-- Begin DOCUMENT TEXT --
Monday, November 16th
9:30 a.m. - 10:30 a.m.

Bridging the E-Commerce Gap: Linking to Outside Producers

-- John Albanese, Penn Mutual



"Insurers Urged to Use Internet "

By Meg Green
Associate Editor

Conference Session speaker Insurers can harness new technology to better serve their producers by providing information faster and easier, said John M. Albanese, senior vice president of information systems and customer services for the Penn Mutual Life Insurance Co.

"The producers are our customers," Albanese said. "Some people say that's heresy, that the policyholders who pay the premiums are our customers, but it's the producers we need to deliver business value to."

Albanese said insurers compete with each other to entice producers to offer their products, and it's on the producer level that insurers must offer a better business value.

Albanese spoke Monday at the Fulfilling the e-Promise, A.M. Best Co.'s annual insurance information conference in Boston.

He said in Penn Mutual's case, 40% of new life insurance is sold through career agents while 60% is sold through independent agents. In a recent phone survey of Penn Mutual's agents, about two-thirds of agents were online, and another 15%-20% were planning to go online within the next six months.

The Internet can be used to improve communication, delivery, service and education, Albanese said. Insurers need to tap into the speed of the Internet to save time and money.

For instance, about 20%-25% of calls coming into the home office are follow-up calls from agents. The Internet could eliminate the need to make those calls. He suggested insurers use electronic communication as a supplemental way for agents to file and receive forms, then eventually wean the agents off and use electronic means as the primary way to communicate.
-- End DOCUMENT TEXT --
-- Begin RAW DATA --
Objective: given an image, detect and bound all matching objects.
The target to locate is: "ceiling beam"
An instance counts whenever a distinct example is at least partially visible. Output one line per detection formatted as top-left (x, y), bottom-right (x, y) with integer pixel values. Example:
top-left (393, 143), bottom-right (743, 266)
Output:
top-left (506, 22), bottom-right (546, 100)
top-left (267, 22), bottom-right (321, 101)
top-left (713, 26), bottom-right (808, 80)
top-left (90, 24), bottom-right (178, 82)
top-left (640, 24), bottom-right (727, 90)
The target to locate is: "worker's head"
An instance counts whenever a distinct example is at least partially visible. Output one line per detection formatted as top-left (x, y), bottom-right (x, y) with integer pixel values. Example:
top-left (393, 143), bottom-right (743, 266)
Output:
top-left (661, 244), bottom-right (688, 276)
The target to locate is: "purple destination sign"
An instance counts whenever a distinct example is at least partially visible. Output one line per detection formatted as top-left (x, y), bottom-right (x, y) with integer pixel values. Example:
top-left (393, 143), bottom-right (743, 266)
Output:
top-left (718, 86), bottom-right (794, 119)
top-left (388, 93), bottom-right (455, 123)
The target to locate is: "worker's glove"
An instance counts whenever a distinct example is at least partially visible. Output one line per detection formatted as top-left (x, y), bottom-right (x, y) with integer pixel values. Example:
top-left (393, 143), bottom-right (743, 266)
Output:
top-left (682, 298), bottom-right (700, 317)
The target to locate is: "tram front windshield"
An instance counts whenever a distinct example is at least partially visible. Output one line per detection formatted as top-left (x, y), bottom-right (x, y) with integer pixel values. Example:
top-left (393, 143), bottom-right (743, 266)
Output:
-- End RAW DATA --
=== YOUR INSTRUCTIONS ===
Reproduce the Penn Mutual conference session text word for word, in full.

=== SOLUTION TO THE EXERCISE ===
Monday, November 16th
9:30 a.m. - 10:30 a.m.

Bridging the E-Commerce Gap: Linking to Outside Producers

-- John Albanese, Penn Mutual



"Insurers Urged to Use Internet "

By Meg Green
Associate Editor

Conference Session speaker Insurers can harness new technology to better serve their producers by providing information faster and easier, said John M. Albanese, senior vice president of information systems and customer services for the Penn Mutual Life Insurance Co.

"The producers are our customers," Albanese said. "Some people say that's heresy, that the policyholders who pay the premiums are our customers, but it's the producers we need to deliver business value to."

Albanese said insurers compete with each other to entice producers to offer their products, and it's on the producer level that insurers must offer a better business value.

Albanese spoke Monday at the Fulfilling the e-Promise, A.M. Best Co.'s annual insurance information conference in Boston.

He said in Penn Mutual's case, 40% of new life insurance is sold through career agents while 60% is sold through independent agents. In a recent phone survey of Penn Mutual's agents, about two-thirds of agents were online, and another 15%-20% were planning to go online within the next six months.

The Internet can be used to improve communication, delivery, service and education, Albanese said. Insurers need to tap into the speed of the Internet to save time and money.

For instance, about 20%-25% of calls coming into the home office are follow-up calls from agents. The Internet could eliminate the need to make those calls. He suggested insurers use electronic communication as a supplemental way for agents to file and receive forms, then eventually wean the agents off and use electronic means as the primary way to communicate.